Exercise materials
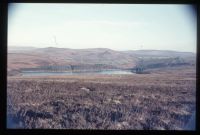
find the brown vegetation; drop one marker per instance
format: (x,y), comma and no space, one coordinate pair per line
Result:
(164,99)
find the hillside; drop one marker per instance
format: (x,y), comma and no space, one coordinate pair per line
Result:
(50,58)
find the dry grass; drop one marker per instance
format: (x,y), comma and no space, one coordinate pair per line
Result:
(160,100)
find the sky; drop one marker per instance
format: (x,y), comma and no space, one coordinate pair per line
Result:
(113,26)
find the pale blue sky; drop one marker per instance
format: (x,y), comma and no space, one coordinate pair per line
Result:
(114,26)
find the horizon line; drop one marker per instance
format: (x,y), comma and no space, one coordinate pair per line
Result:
(104,48)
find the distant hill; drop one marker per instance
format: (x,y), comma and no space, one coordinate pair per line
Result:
(24,58)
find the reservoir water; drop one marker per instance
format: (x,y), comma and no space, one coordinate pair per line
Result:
(45,73)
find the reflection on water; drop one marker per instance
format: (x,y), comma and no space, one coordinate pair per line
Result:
(36,73)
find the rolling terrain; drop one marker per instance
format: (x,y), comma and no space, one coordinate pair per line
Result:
(63,59)
(163,99)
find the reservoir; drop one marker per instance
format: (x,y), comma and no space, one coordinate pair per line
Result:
(46,73)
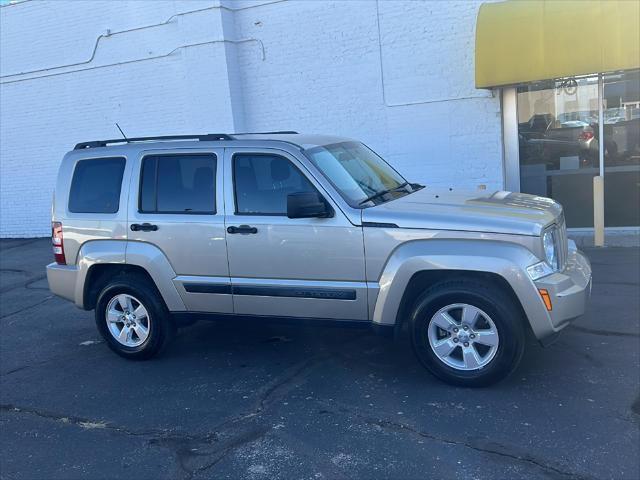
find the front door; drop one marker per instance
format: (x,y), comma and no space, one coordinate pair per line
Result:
(179,210)
(309,267)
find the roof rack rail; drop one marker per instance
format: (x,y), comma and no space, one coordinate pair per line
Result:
(280,132)
(209,137)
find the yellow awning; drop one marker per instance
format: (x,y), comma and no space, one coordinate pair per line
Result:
(520,41)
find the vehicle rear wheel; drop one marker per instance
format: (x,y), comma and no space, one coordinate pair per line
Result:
(467,333)
(132,318)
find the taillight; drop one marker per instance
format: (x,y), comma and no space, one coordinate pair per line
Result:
(585,135)
(58,243)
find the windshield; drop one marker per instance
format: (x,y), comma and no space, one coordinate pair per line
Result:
(358,173)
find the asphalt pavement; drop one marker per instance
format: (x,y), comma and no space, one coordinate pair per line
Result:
(259,401)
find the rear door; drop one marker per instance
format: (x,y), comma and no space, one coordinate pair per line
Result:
(176,204)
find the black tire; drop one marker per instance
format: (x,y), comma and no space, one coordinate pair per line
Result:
(161,329)
(491,299)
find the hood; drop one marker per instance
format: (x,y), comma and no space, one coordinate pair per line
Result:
(498,212)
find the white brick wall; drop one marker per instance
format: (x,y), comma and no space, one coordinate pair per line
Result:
(398,75)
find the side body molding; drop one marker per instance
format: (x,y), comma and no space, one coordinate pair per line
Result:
(507,260)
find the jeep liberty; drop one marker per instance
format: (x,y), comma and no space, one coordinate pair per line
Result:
(156,232)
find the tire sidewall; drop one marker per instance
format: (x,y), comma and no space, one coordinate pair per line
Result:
(157,329)
(506,320)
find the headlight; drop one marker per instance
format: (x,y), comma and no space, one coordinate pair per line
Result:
(539,270)
(549,245)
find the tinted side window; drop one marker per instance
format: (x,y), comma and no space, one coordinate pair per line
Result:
(262,183)
(178,184)
(96,185)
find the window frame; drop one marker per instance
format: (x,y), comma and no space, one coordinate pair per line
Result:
(235,191)
(163,212)
(93,159)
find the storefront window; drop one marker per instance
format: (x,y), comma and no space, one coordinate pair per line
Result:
(622,149)
(557,130)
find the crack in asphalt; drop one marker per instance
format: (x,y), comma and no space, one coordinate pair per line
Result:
(82,422)
(186,448)
(46,299)
(603,333)
(26,283)
(497,449)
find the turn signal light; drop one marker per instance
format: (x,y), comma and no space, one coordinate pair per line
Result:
(58,243)
(546,298)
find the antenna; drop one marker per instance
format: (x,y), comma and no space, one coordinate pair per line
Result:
(123,135)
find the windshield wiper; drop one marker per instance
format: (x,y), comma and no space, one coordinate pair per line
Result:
(384,192)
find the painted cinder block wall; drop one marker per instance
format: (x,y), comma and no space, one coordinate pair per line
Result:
(398,75)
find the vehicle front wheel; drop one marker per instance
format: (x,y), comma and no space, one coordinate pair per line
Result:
(467,333)
(132,318)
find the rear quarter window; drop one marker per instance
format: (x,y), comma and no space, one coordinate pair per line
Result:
(96,185)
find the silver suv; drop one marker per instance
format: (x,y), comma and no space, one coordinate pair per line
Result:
(154,233)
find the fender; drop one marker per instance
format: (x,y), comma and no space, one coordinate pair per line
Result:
(508,260)
(144,255)
(155,262)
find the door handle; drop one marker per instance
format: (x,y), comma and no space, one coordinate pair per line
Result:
(145,227)
(243,229)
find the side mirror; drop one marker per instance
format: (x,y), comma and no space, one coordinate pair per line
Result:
(307,205)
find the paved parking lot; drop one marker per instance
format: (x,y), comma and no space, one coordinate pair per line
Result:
(269,401)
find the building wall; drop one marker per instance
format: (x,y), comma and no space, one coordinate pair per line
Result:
(398,75)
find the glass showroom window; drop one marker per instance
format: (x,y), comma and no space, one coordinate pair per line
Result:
(558,140)
(622,149)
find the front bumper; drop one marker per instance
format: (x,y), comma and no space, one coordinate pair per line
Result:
(569,291)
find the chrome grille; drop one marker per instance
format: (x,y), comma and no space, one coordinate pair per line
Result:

Written problem
Copy every line of the data above without any change, but omit the picture lines.

Reply to the task
find the brown vegetation; drop one marker per instance
format: (x,y), comma and no space, one coordinate pair per line
Result:
(164,99)
find the hillside; drop one marker per instance
format: (x,y), comma and no space, one coordinate pair per line
Result:
(50,58)
find the dry grass; drop one marker per instance
format: (x,y), comma and no space, one coordinate pair per line
Result:
(160,100)
find the sky; drop one marker per instance
format: (x,y), comma and no space, one coordinate pair per line
Result:
(113,26)
find the pale blue sky; drop one marker per instance
format: (x,y), comma and no space, one coordinate pair per line
Result:
(114,26)
find the horizon line; drop one marker per instance
format: (x,y), comma and no space, one coordinate pair per line
Result:
(104,48)
find the distant hill; drop one marker per instance
format: (x,y), comma and no space, one coordinate pair per line
Result:
(24,58)
find the reservoir water; drop one marker per instance
format: (x,y), comma and no space, one coordinate pair per line
Result:
(45,73)
find the reflection on water; drop one marker per instance
format: (x,y), comma and no space, one coordinate pair per line
Result:
(36,73)
find the rolling terrain; drop one marker per instance
format: (x,y), comma and no space, one coordinate pair per line
Result:
(63,59)
(163,99)
find the reservoir; drop one marker per instance
format: (x,y), comma and no space, one coordinate pair per line
Result:
(46,73)
find the front door; drop one marker per instance
format: (x,y), comma and no space, one coordinate pair per line
Result:
(179,210)
(309,267)
find the roof rack rail; drop one marker per instance
format: (x,y), comma and no space, one coordinate pair per line
Result:
(280,132)
(209,137)
find the yellow awning; drop one marker per instance
format: (x,y), comma and no space, one coordinate pair per line
Result:
(520,41)
find the vehicle rear wheel; drop one marker per instance
format: (x,y), comma and no space, one coordinate pair per line
Result:
(467,333)
(132,318)
find the taillight; drop one marker per instance
format: (x,y), comma and no space, one coordinate pair per line
Result:
(585,135)
(58,243)
find the windshield; drop one marker per instance
format: (x,y), comma and no space, one coordinate pair per line
Result:
(358,173)
find the asphalt pavement; drop one marker per instance
format: (x,y), comma and no space, one coordinate pair per line
Result:
(259,401)
find the rear door; drop one marker per instance
format: (x,y), comma and no space, one coordinate pair per line
Result:
(176,204)
find the black tire; drop one marker per instance
format: (x,y), comma and no space, one coordinate pair per line
Result:
(161,329)
(491,299)
find the hood; drop one marker per instance
format: (x,y), comma and no space, one coordinate pair per line
Result:
(498,212)
find the white brick wall; drop one marker per instance
format: (x,y), comma and no space, one coordinate pair per line
Result:
(398,75)
find the side body molding; drop one marker per instance
format: (x,y), comma and no space, one coordinate pair per line
Result:
(507,260)
find the jeep liberty; drop one marker per instance
format: (x,y), comma and no space, one coordinate pair per line
Result:
(156,232)
find the tire sidewall; drop one marker per instance
format: (x,y), comma and no space, one coordinate pair per line
Result:
(157,329)
(506,320)
find the headlight; drop one marker per instance
format: (x,y), comma and no space, one coordinate pair per line
Result:
(539,270)
(549,245)
find the tinted side window; drop one marker per instance
format: (x,y), comma and no space, one coordinate pair per line
Result:
(262,183)
(178,184)
(96,185)
find the window frame; drop one marker per instance
format: (x,y), comma and no space, one coordinate pair per line
Result:
(235,191)
(163,212)
(93,159)
find the storefront window; drop one marker per instance
format: (x,y), comma and no space, one coordinate pair per line
Result:
(622,149)
(557,130)
find the crack in asphalt; drop one marker per instance
format: (x,y), comma and no space, one coordinate pair per line
Result:
(82,422)
(186,448)
(46,299)
(603,333)
(26,283)
(497,449)
find the turn signal light; drop one marker per instance
format: (x,y), comma and no space, one coordinate pair per line
Result:
(58,243)
(546,298)
find the antenna; drop one marker per instance
format: (x,y), comma and no space, one coordinate pair per line
Result:
(123,135)
find the windshield wiper; drop one marker per instance
format: (x,y), comma and no space, one coordinate pair per line
Result:
(384,192)
find the painted cinder block wall; drop one marker per instance
format: (x,y), comma and no space, one coordinate pair per line
Result:
(398,75)
find the vehicle front wheel; drop one marker per instance
format: (x,y), comma and no space, one coordinate pair per line
Result:
(467,333)
(132,318)
find the rear quarter window; drop one marker per instance
format: (x,y), comma and no space, one coordinate pair per line
Result:
(96,185)
find the silver suv; drop one marker per instance
format: (x,y), comma and no space, one coordinate pair per line
Result:
(154,233)
find the fender; drop one marker per instance
format: (x,y), comma and no space, one coordinate pair per line
Result:
(508,260)
(144,255)
(155,262)
find the door handle; drop one marker per instance
format: (x,y), comma and no space, one coordinate pair per line
Result:
(145,227)
(243,229)
find the side mirror; drop one marker per instance
format: (x,y), comma and no space, one coordinate pair per line
Result:
(307,205)
find the paved parking lot; drop one marker per instance
format: (x,y), comma and no space, one coordinate pair per line
Result:
(269,401)
find the building wall; drop one marker per instance
format: (x,y), comma and no space, one coordinate pair per line
Result:
(398,75)
find the glass showroom window; drop one marker per instance
format: (x,y), comma and no space, one coordinate pair per line
Result:
(558,140)
(622,149)
find the front bumper; drop one marker per instance
format: (x,y), comma and no space, one coordinate pair per line
Result:
(569,291)
find the chrome grille; drop one marker per instance
format: (x,y), comma and no space, one coordinate pair per line
Result:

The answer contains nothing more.